┌─ Passage provided

There is typically additional (latent) structure hiding in the feature matrix. For example, some features might be related to each other or even redundant. There also could be groups of observations that seem to be related.

Taking advantage of these latent structures allows us to study data without an explicit response in mind and to find better representations for our data to improve predictive performance.

**Unsupervised learning** is designed to identify these kinds of structural relationships in our data.

> **The primary goal of unsupervised learning is "representation."** Unsupervised learning extracts structure from data. For example, you could segment grocery-store shoppers into "clusters" of shoppers who exhibit similar behaviors.

So far, we have primarily studied supervised algorithms: Each observation (row of data) comes with one or more labels -- either categorical variables (classes) or measurements (regression).

Unsupervised learning has a different goal: feature discovery.

> One common and fundamental example of unsupervised learning is **clustering**. Clustering algorithms are used to find meaningful groups within data.

**Unsupervised learning is clearly differentiated from supervised learning.** With unsupervised learning:

- There's no clear objective.
- There's no "right answer" (which means it's hard to tell how well you're doing).
- There's no response variable — only observations with features.
- Labeled data is not required.

<a id="unsupervised-learning-example-coin-clustering"></a>
### An Example of Unsupervised Learning: Coin Clustering

- Observations: Coins
- Features: Size and mass
- Response: None (no hand-labeling required!)

- Perform unsupervised learning:
  - Cluster the coins based on “similarity.”
  - You’re done!

![](./assets/images/unsupervised-coin.png)

What would you imagine a plot of US coins to look like? Are these coins likely US coins (pennies, nickels, dimes, and quarters)?

**Answer:** ---

What conclusions could you make about this group of coins?

**Answer:** ---

<a id="common-types-of-unsupervised-learning"></a>
### Common Types of Unsupervised Learning

**Clustering:** Group “similar” data points together.

**Dimensionality Reduction:** Reduce the dimensionality of a data set by extracting features that capture most of the variance in the data.

<a id="using-multiple-types-of-learning-together"></a>
### Using Multiple Types of Learning Together
None of these techniques are mutually exclusive, and they can be used in combination for better results. A useful example is **transfer learning**.

Imagine you have a 100,000-row data set with no response values. Your job is to create a response with hand-labels and then create an algorithm to predict the response using supervised learning. 

Unfortunately, you only have time to label 10,000 rows. Does that mean the rest of the data is useless?

└─

Work required: Could you carry the lesson on unsupervised learning forward, starting right after its last sentence? The material that comes after this point is from a separate source.

┌─ Entries shown

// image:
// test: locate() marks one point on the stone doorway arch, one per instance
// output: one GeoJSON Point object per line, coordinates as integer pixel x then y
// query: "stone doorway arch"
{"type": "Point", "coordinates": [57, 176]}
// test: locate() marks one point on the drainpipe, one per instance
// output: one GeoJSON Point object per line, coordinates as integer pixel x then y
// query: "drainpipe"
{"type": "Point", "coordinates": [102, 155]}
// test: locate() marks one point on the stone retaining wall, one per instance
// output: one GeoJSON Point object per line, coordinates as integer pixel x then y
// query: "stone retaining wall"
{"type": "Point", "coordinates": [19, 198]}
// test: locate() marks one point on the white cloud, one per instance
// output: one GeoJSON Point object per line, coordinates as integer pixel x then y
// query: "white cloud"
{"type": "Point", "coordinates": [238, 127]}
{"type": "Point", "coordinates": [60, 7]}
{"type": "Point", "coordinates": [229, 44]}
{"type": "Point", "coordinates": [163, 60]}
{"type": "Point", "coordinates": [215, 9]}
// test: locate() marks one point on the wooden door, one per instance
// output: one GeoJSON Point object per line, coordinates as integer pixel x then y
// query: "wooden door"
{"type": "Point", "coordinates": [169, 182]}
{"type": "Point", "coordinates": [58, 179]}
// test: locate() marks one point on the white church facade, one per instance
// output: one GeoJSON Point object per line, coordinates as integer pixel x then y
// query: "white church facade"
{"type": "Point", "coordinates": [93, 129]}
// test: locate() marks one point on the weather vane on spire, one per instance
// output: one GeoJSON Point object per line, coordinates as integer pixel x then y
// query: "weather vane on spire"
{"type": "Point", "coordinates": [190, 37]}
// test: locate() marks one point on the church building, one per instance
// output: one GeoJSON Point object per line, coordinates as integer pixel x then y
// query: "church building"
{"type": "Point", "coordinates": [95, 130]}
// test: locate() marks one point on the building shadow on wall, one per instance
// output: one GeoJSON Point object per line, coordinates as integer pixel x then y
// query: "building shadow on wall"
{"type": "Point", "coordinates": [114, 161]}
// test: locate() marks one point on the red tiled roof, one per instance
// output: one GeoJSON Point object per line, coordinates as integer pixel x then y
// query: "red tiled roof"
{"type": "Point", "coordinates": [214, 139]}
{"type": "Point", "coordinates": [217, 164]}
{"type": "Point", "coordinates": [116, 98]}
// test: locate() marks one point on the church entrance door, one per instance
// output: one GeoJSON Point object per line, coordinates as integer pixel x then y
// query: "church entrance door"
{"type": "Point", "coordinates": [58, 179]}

└─

Exercise result:
The extra 90,000 rows are very useful! We can first use unsupervised learning to identify hidden structures such as related features and groups that naturally form in our data. The unsupervised learning algorithms can transform both our unlabeled and labeled data into a form that's easier to predict from.

We then use the new transformed data with supervised learning to get the predictions we were looking for.

<a id="clustering"></a>
## Clustering
---

We're going to cover three major clustering approaches:

- **Centroid clustering using k-means:** Looks for the centers of k pre-specified groups.

- **Density-based clustering using DBSCAN:** Looks at gaps, or lack thereof, between datapoints.

- **Hierarchical clustering using agglomerative clustering:** Forms groups of groups of groups in a hierarchy to determine clusters.

#### K-Means Clustering

Similarly to k-nearest neighbors, this partitions the entire space into regions (Voronoi partitions). In k-means clustering, k refers to the number of clusters. Also, since this is unsupervised learning, the regions are determined by the k-means algorithm instead of being provided by the training data.

**Question:** Why might data often appear in centered clusters?

![](./assets/images/clustering-centroids.png)

#### Density-Based Clustering

In DBSCAN (Density-Based Spatial Clustering of Applications with Noise), clusters are created from areas of high density. This can lead to irregularly shaped regions. Also, many parts of space may not belong to any region.

**Question:** Why might data often appear in density-based clusters?

![](./assets/images/density-clusters.png)

#### Hierarchical Clustering

In hierarchical clustering, clusters are composed by joining two smaller clusters together.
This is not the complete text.